**Task input**
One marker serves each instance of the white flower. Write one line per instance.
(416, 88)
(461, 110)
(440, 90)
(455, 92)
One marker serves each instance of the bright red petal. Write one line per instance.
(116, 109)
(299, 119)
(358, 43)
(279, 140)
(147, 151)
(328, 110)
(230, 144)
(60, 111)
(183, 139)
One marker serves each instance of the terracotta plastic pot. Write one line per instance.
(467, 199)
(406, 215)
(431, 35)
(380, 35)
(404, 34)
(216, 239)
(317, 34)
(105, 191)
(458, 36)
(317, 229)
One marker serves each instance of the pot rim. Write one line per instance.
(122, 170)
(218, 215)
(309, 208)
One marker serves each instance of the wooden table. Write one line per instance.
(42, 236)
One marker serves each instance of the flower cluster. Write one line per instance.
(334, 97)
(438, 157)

**About this task**
The whole listing should be copied verbatim.

**Expected answer**
One marker serves each instance of the white flower. Write one line per instance.
(416, 88)
(461, 110)
(440, 90)
(455, 92)
One marker serves each instance of the bright red petal. Write one line per instance.
(116, 109)
(299, 119)
(358, 43)
(279, 140)
(147, 151)
(328, 110)
(230, 144)
(60, 111)
(183, 139)
One marker serves each instance of the terracotta plastic pot. Write one line per instance.
(467, 199)
(406, 215)
(431, 35)
(380, 35)
(404, 34)
(216, 239)
(317, 34)
(105, 191)
(458, 36)
(317, 229)
One marker serves each instance of the pot rim. Write one line per instance.
(122, 170)
(218, 215)
(309, 208)
One marker serves each instance of the wooden table. Write one line per instance.
(42, 236)
One marker serves each instance of the flower cluster. Write one line per instance.
(334, 97)
(438, 157)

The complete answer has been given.